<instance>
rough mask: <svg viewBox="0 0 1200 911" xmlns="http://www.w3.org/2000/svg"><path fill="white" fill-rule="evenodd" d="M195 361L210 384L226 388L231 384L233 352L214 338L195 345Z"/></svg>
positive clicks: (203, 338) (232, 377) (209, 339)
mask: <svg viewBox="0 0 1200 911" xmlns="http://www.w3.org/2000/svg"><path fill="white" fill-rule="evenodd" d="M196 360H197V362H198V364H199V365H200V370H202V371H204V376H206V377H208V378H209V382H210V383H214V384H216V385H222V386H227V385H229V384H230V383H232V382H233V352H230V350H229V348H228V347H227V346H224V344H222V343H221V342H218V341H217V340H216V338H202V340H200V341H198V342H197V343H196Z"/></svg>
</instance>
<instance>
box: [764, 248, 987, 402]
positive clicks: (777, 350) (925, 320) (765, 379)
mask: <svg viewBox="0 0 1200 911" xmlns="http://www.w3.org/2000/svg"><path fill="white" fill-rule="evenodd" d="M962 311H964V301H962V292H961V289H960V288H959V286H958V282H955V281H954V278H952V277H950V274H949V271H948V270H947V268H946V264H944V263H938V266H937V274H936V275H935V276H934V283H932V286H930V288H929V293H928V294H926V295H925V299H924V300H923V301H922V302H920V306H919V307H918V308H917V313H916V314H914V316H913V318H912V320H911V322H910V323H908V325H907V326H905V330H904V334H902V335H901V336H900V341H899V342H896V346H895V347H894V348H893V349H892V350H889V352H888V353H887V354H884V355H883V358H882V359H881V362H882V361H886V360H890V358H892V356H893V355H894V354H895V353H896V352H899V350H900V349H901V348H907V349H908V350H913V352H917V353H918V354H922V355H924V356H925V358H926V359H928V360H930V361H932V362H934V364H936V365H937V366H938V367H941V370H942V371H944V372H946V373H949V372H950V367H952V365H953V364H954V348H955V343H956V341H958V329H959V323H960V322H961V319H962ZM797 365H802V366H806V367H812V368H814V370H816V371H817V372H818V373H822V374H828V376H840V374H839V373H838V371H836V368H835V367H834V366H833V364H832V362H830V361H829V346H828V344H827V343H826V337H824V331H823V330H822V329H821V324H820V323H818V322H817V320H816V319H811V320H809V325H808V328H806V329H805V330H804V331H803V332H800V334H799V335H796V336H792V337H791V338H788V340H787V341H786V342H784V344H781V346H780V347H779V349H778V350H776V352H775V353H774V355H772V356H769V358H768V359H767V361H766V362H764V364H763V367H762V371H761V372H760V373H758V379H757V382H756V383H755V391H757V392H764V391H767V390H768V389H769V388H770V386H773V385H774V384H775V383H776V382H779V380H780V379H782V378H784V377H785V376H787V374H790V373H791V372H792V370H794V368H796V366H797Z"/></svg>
☆ ☆ ☆ ☆
## [BRIEF]
Please copy the listing above with each "positive clicks" replaced by "foreground clicks" and everything else left unchanged.

## [WRITTEN REPLY]
<instance>
rough mask: <svg viewBox="0 0 1200 911" xmlns="http://www.w3.org/2000/svg"><path fill="white" fill-rule="evenodd" d="M195 361L210 384L226 388L231 384L233 352L214 338L195 345Z"/></svg>
foreground clicks: (203, 338) (232, 377) (209, 339)
mask: <svg viewBox="0 0 1200 911" xmlns="http://www.w3.org/2000/svg"><path fill="white" fill-rule="evenodd" d="M196 360H197V362H198V364H199V365H200V370H202V371H204V376H206V377H208V378H209V382H210V383H214V384H216V385H222V386H227V385H229V384H230V383H232V382H233V352H230V350H229V348H228V347H227V346H224V344H222V343H221V342H218V341H217V340H216V338H202V340H200V341H198V342H197V343H196Z"/></svg>
</instance>
<instance>
box: [764, 248, 987, 402]
foreground clicks: (777, 350) (925, 320) (765, 379)
mask: <svg viewBox="0 0 1200 911" xmlns="http://www.w3.org/2000/svg"><path fill="white" fill-rule="evenodd" d="M962 311H964V301H962V292H961V289H960V288H959V286H958V282H955V281H954V278H952V277H950V274H949V271H948V270H947V268H946V264H944V263H938V266H937V274H936V275H935V276H934V283H932V286H930V288H929V293H928V294H926V295H925V299H924V300H923V301H922V302H920V306H919V307H918V308H917V313H916V314H914V316H913V318H912V320H911V322H910V323H908V325H907V326H905V330H904V334H902V335H901V336H900V341H899V342H896V346H895V347H894V348H893V349H892V350H889V352H888V353H887V354H884V355H883V358H882V359H881V362H882V361H886V360H890V358H892V356H893V355H894V354H895V353H896V352H899V350H900V349H901V348H907V349H908V350H913V352H917V353H918V354H922V355H924V356H925V358H926V359H928V360H930V361H932V362H934V364H936V365H937V366H938V367H941V370H942V371H944V372H946V373H949V372H950V367H952V365H953V364H954V348H955V343H956V341H958V329H959V323H960V322H961V319H962ZM797 365H802V366H806V367H812V368H814V370H816V371H817V372H818V373H822V374H828V376H840V374H839V373H838V371H836V368H835V367H834V366H833V364H832V362H830V361H829V346H828V344H827V343H826V337H824V331H823V330H822V329H821V324H820V323H818V322H817V320H816V319H811V320H809V325H808V328H806V329H805V330H804V331H803V332H800V334H799V335H796V336H792V337H791V338H788V340H787V341H786V342H784V344H781V346H780V347H779V349H778V350H776V352H775V353H774V355H772V356H769V358H768V359H767V361H766V362H764V364H763V367H762V371H761V372H760V373H758V379H757V382H756V383H755V391H757V392H764V391H767V390H768V389H769V388H770V386H773V385H774V384H775V383H776V382H779V380H780V379H782V378H784V377H785V376H787V374H790V373H791V372H792V370H794V368H796V366H797Z"/></svg>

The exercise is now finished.